Exercise instructions:
**1)** Decide whether each of the statements (a), (b), and (c) agrees with the text about the Anne of Green Gables books, answering yes or no and quoting the exact words of the text that settle each one. (a) The book group read Anne of Green Gables last year. (b) Anne is the principal of a school in the third book. (c) The last question of the evening was discussed thoroughly.
**2)** Carry the text about the Anne of Green Gables books forward from its last sentence.

Document text:
——

Last year my book group read Anne of Green Gables. We had a surprisingly lovely discussion. I say surprising because I was amazed at the depth we found in that much beloved volume when looking for something more than just a story. As the evening wrapped up, I remember posing one last question that wasn't addressed thoroughly because of time and inclination, but it is something I've often thought about.
Now that I'm serving with the Young Women, it is something I've been thinking about again.
You remember the Anne books. Anne is so bright, committed and highly competitive. She wins awards, honors and acclamation from her peers and professors. Marilla and Mathew are so proud of her efforts which put her right on par with the male counterparts in her class. In the second book she teaches, in the third book she goes to college and in the fourth book she is the principal of a school while Gilbert becomes a doctor. Anne is probably 23-ish by the time she marries. Pretty much spinster-age in that time period.

——

Supplied information:

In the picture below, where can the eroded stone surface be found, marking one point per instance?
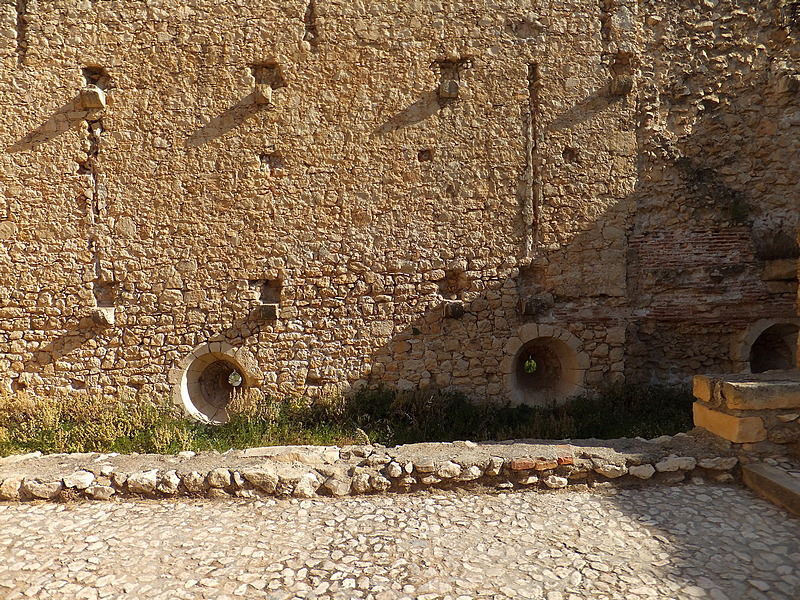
(684, 543)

——

Answer list:
**1)**
(a) Yes: "Last year my book group read Anne of Green Gables."
(b) No: "in the third book she goes to college and in the fourth book she is the principal of a school"
(c) No: "posing one last question that wasn't addressed thoroughly because of time and inclination"

**2)**
And then, boom! Anne marries, takes no thought to ever teach again, keeps house for Gilbert (brilliantly I might add, there is little that the red-head cannot do), and waits to have a baby.
Each year Anne says goodbye to her crop of kiddies, and is properly regretful to see them go, but there is no indication that she regrets leaving her classroom teaching behind for good. She moves into her house o' dreams with nary a backward glance and becomes as perfect a mother as she was a teacher. I'll tell you how my own experience feels after I pose my question.
How do we teach our girls to be ambitious and to work hard, while still instilling a desire for motherhood? Or, conversely, how to we nurture their desire to have children and stay at home with them and simultaneously encourage them to set academic and career goals?
Right now I have a group of young women who want to be mothers, at least for the most part. For some of them, though, this supersedes all else. Too many of them express indifference to their school work and classes, and little desire to go to college or have no interest in any career path when they get there. I see lots of untapped potential in the way they are approaching their lives.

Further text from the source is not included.